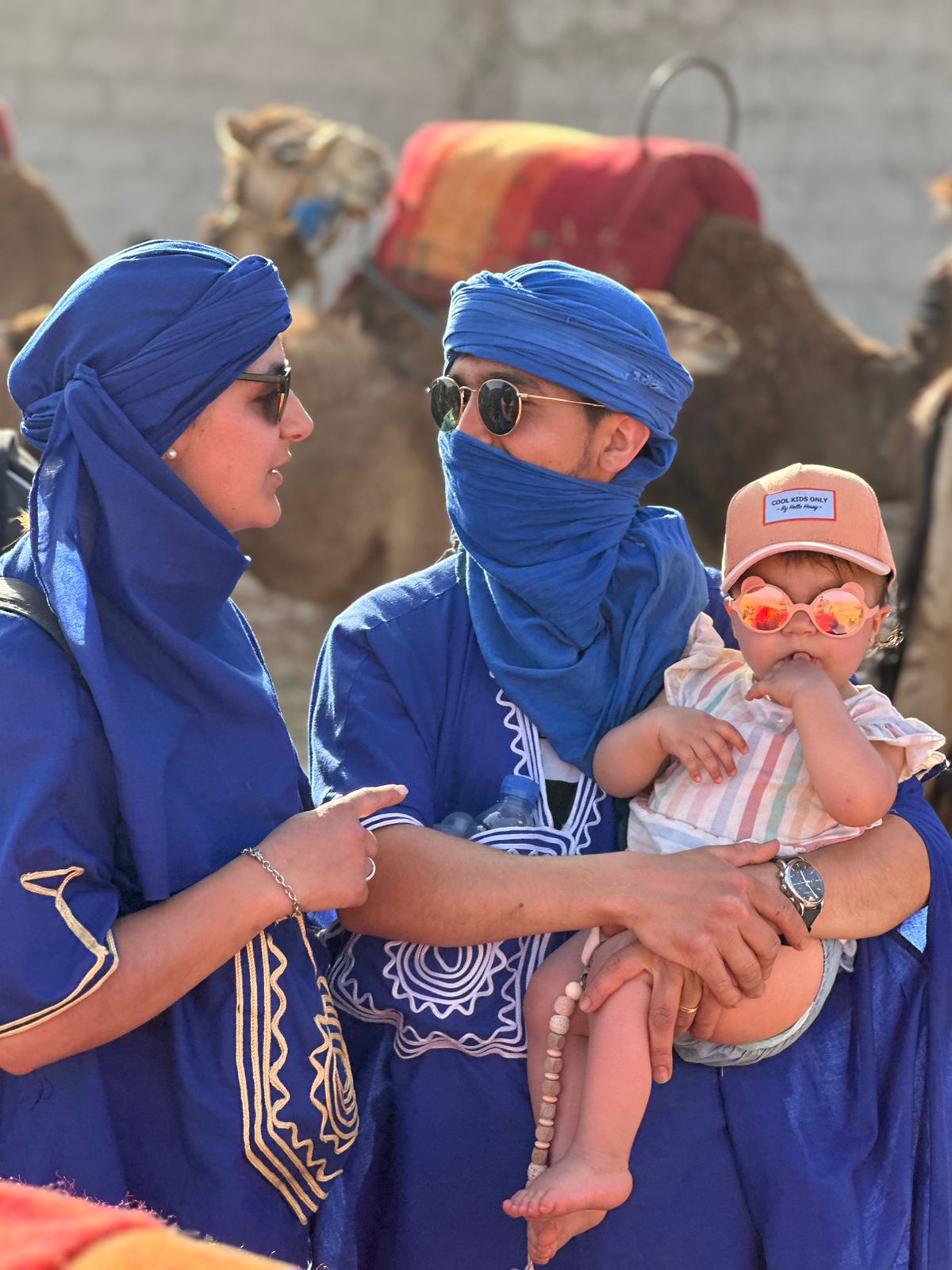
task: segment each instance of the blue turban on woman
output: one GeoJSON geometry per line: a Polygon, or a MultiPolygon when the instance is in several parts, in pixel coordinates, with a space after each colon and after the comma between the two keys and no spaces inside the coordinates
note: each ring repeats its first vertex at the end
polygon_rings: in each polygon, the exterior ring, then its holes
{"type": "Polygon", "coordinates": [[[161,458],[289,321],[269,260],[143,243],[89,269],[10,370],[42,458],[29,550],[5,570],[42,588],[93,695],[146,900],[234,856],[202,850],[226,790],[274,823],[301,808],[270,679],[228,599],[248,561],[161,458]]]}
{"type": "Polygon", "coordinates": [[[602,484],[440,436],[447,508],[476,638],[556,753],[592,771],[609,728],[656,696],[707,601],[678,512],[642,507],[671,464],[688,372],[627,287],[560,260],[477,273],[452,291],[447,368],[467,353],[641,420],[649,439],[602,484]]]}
=======
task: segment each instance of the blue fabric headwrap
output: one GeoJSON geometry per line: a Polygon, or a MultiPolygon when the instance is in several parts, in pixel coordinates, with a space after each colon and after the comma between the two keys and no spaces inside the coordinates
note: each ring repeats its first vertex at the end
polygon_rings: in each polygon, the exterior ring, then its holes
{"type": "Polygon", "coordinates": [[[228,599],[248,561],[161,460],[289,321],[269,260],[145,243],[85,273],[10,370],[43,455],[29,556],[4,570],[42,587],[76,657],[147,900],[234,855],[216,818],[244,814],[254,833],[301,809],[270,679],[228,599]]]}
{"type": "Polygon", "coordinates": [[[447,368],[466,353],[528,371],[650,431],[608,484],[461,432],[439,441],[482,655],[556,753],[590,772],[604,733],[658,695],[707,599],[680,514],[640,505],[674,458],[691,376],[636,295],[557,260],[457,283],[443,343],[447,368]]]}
=======
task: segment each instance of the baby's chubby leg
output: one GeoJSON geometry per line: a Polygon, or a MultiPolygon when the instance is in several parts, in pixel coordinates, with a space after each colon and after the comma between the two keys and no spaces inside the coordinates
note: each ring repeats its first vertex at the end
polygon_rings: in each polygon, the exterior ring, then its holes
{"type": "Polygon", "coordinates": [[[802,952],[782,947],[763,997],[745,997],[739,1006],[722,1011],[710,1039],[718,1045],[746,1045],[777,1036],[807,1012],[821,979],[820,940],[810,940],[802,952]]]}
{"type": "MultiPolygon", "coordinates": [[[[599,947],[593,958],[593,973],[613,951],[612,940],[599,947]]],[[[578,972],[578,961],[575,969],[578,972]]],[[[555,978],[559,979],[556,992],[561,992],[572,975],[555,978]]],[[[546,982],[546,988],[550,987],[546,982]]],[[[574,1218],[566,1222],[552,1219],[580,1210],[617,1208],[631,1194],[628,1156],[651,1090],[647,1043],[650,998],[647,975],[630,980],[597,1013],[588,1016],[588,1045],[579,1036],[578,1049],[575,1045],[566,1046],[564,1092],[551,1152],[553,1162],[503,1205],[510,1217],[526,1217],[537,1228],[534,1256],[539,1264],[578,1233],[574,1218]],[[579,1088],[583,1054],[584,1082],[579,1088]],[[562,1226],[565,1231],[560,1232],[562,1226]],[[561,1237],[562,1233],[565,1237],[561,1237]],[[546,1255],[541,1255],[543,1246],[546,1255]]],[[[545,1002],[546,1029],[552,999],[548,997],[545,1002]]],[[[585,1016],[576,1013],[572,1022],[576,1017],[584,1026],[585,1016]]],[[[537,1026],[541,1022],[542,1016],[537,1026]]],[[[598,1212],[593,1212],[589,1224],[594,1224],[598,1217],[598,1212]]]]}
=======
Select each line in the rows above that contains the word "task" and reproduce every such line in full.

*Output below*:
task: segment each instance of the blue turban on woman
task: segment each instance of the blue fabric headwrap
task: segment each instance of the baby's chubby leg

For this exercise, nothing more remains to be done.